• **TEXTE FOURNI**:
■ ■ ■

Protéger les travailleurs de la santé
Pour l’OMS, le grand nombre d'infections signalées parmi les travailleurs de la santé est alarmant, avec plus de 10% des travailleurs de la santé sont infectés dans certains pays.
«Les données recueillies en Chine, en Italie, à Singapour, en Espagne et aux États-Unis nous aident à comprendre pourquoi cela se produit et ce que nous pouvons faire pour y remédier », a dit le chef de l’OMS. Elles montrent que certains travailleurs de la santé sont en fait infectés en dehors des établissements de santé, chez eux ou dans leur communauté.
Dans les établissements de santé, les problèmes les plus courants sont la reconnaissance tardive du Covid-19, le manque de formation ou l'inexpérience dans le traitement des agents pathogènes respiratoires.
De nombreux travailleurs de la santé sont également exposés à un grand nombre de patients au cours de longues journées de travail avec des périodes de repos insuffisantes.

■ ■ ■

• **TÂCHES À RÉALISER**:
a – D'après le texte sur la protection des travailleurs de la santé, quels facteurs exposent ces travailleurs à l'infection dans les établissements de santé ?
b – Citez le texte sur la protection des travailleurs de la santé à partir des mots « Dans les établissements » et jusqu'aux mots « agents pathogènes respiratoires. » inclus.

■ ■ ■

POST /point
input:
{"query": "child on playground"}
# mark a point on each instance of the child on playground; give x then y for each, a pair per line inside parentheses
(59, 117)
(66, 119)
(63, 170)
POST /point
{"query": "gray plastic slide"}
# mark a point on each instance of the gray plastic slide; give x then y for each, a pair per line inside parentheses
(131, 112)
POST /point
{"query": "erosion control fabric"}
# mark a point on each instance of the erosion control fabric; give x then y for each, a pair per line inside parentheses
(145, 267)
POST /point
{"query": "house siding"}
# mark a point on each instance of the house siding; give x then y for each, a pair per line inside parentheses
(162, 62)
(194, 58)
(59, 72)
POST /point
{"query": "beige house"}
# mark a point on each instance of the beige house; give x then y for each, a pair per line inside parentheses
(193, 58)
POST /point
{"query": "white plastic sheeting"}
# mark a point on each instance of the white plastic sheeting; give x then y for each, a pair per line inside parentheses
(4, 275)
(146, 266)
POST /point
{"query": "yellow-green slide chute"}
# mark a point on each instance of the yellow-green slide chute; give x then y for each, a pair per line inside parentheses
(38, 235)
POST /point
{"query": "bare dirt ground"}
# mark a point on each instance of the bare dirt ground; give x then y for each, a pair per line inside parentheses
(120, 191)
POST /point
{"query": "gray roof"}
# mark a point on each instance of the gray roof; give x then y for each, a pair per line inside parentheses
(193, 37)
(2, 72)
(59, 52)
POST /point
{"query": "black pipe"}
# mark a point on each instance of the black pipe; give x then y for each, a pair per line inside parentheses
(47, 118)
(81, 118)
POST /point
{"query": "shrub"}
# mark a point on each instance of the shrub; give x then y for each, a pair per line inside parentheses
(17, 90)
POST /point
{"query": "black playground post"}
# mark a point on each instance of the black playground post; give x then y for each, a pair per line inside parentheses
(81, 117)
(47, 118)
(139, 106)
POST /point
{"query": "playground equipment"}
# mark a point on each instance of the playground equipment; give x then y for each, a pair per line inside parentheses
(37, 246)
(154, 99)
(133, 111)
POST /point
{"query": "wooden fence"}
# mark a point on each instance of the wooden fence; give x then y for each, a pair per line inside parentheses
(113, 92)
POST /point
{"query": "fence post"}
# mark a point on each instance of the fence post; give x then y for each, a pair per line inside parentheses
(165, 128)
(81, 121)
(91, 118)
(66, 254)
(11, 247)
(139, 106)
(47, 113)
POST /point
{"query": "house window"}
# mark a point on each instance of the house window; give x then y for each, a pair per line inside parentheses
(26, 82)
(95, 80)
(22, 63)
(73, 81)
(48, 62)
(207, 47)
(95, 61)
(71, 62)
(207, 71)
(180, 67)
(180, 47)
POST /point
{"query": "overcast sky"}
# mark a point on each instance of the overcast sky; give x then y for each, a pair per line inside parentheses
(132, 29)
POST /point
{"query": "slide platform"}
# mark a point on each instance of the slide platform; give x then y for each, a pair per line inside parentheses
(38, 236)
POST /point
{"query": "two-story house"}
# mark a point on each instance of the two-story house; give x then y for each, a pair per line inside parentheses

■ ■ ■

• **RÉPONSES PAR TÂCHE**:
a – Les problèmes les plus courants sont la reconnaissance tardive du Covid-19 et le manque de formation ou l'inexpérience dans le traitement des agents pathogènes respiratoires. De nombreux travailleurs de la santé sont aussi exposés à un grand nombre de patients au cours de longues journées de travail avec des périodes de repos insuffisantes.

b –
Dans les établissements de santé, les problèmes les plus courants sont la reconnaissance tardive du Covid-19, le manque de formation ou l'inexpérience dans le traitement des agents pathogènes respiratoires.